Nathan O. v. Jennifer P.

McCarthy, J.

Up until at least April 6, 2009, petitioner and respondent Jennifer E (hereinafter the mother) engaged in a sexual relationship, although they dispute when that relationship ended. In mid-April 2009, the mother engaged in a sexual relationship and began cohabiting with respondent Uwe E The mother married Uwe E in June 2009 and gave birth to a child on December 6, 2009. At the time of the birth, Uwe E was listed as the child’s father on the birth certificate.

Shortly after the child’s birth, petitioner filed two petitions seeking a declaration of paternity and either custody or visitation. Uwe E cross-petitioned for a declaration of paternity. Family Court denied the mother’s motion to dismiss the petitions and ordered the parties and child to submit to DNA testing, with the results sealed pending further proceedings. During a hearing to address whether the presumption of legitimacy should preclude DNA testing (see Family Ct Act § 532 [a]), the parties consented to unsealing the DNA test results, which revealed a high likelihood that petitioner was the biological father. The parties then stipulated to an order of parenting time for petitioner, subject to respondents’ right to appeal the court’s *1126ruling on jurisdiction and standing. Over respondents’ objections, Family Court declared that petitioner is the father of the child, entered an order of filiation to that effect, and dismissed Uwe P’s paternity petition. Respondents appeal.*

Family Court has “exclusive original jurisdiction in proceedings to establish paternity” (Family Ct Act § 511; see NY Const, art VI, § 13 [b] [5]). Respondents argue that the court has no jurisdiction to determine paternity of a child born to a married woman. This argument is based upon statutory definitions of “child,” “mother” and “father” limiting those terms to situations involving “a child born out of wedlock” (Family Ct Act § 512). Respondents’ interpretation, however, cannot be harmonized with other aspects of Family Ct Act article 5. For example, their interpretation is belied by the statutory phrase “presumption of legitimacy of a child born to a married woman” (Family Ct Act § 532 [a]); the use of the word “married” would be unnecessary and superfluous under respondents’ view. Considering the broad grant of jurisdiction in the NY Constitution and in Family Ct Act § 511, along with the numerous cases where courts have addressed paternity of children born to married mothers (see e.g. Matter of Mark T. v Joyanna U., 70 AD3d 1068 [2010], lv denied 15 NY3d 715 [2010]; Matter of Sharon GG. v Duane HH., 95 AD2d 466, 467 [1983], affd 63 NY2d 859 [1984]), and the conflict between the definitions in Family Ct Act § 512 and other aspects of Family Ct Act article 5, we hold that Family Court has subject matter jurisdiction to address the paternity of a child born to a married woman.

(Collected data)
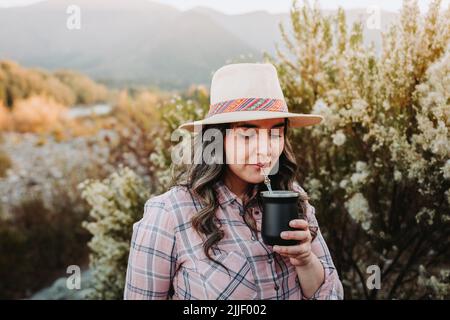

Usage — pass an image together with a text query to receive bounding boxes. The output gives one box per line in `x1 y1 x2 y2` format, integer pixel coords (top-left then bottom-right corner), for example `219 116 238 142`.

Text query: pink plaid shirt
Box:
124 181 343 300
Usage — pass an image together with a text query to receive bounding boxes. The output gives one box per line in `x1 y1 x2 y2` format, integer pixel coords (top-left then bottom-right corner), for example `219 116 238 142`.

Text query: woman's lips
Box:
250 163 269 169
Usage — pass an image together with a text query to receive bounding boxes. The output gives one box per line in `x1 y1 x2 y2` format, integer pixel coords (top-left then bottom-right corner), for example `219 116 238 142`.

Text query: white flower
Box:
345 193 372 230
441 159 450 179
333 130 346 147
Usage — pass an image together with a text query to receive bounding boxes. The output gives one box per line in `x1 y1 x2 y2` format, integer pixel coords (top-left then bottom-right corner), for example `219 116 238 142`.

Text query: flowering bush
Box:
0 131 114 299
267 1 450 299
79 167 149 299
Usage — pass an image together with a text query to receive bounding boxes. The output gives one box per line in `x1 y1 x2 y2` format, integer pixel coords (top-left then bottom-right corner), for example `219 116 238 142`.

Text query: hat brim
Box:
178 111 323 132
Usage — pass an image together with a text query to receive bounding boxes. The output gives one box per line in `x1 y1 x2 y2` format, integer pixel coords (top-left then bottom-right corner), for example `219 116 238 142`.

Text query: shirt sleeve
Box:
124 199 177 300
294 184 344 300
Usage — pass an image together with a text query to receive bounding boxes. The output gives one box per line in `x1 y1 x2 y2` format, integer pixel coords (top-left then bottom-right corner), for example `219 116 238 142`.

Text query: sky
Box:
0 0 444 14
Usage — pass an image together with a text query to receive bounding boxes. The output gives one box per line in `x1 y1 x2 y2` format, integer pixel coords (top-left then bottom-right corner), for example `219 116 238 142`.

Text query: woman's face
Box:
224 118 285 184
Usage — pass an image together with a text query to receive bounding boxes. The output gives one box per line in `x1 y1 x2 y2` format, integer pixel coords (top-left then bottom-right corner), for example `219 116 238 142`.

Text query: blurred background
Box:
0 0 450 299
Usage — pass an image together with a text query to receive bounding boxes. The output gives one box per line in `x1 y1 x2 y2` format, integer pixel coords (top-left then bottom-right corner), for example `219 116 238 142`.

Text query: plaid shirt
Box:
124 181 343 300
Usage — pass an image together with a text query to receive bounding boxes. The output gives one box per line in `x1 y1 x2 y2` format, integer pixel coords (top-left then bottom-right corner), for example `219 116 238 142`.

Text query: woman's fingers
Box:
289 219 309 230
280 230 311 241
273 242 310 256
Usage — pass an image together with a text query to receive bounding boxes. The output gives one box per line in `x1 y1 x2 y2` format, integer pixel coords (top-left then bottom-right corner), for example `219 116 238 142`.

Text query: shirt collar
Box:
214 180 259 207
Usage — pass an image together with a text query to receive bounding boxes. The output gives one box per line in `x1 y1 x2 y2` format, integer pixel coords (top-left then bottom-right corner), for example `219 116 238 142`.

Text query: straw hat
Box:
179 63 323 131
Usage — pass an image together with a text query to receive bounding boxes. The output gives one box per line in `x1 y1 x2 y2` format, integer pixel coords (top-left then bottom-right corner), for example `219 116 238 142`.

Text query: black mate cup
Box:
260 190 299 246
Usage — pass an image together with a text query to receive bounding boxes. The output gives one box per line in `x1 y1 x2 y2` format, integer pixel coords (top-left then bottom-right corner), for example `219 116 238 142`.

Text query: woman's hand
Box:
273 219 314 267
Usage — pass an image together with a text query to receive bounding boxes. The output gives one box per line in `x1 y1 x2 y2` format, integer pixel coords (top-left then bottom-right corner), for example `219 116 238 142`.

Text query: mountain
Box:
0 0 398 88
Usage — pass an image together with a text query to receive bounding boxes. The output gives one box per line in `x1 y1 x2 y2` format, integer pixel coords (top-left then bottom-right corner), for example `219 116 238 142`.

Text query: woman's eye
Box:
239 132 255 139
270 133 283 139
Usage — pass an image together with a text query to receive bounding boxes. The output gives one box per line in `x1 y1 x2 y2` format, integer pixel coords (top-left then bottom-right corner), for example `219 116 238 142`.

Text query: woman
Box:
124 64 343 299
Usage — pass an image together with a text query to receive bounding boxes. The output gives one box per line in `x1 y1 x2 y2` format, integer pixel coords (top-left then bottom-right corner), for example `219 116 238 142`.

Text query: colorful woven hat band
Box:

#### [What this exercise asks]
(A) Rewrite the court opinion from the words "Up until at" through the words "the birth certificate.", swapping "cohabiting" for "living".
(B) According to the court opinion, on what date did the mother give birth to the child?
None of the data has any bearing on the work here.

#### [Results in order]
(A)
Up until at least April 6, 2009, petitioner and respondent Jennifer E (hereinafter the mother) engaged in a sexual relationship, although they dispute when that relationship ended. In mid-April 2009, the mother engaged in a sexual relationship and began living with respondent Uwe E The mother married Uwe E in June 2009 and gave birth to a child on December 6, 2009. At the time of the birth, Uwe E was listed as the child’s father on the birth certificate.

(B) December 6, 2009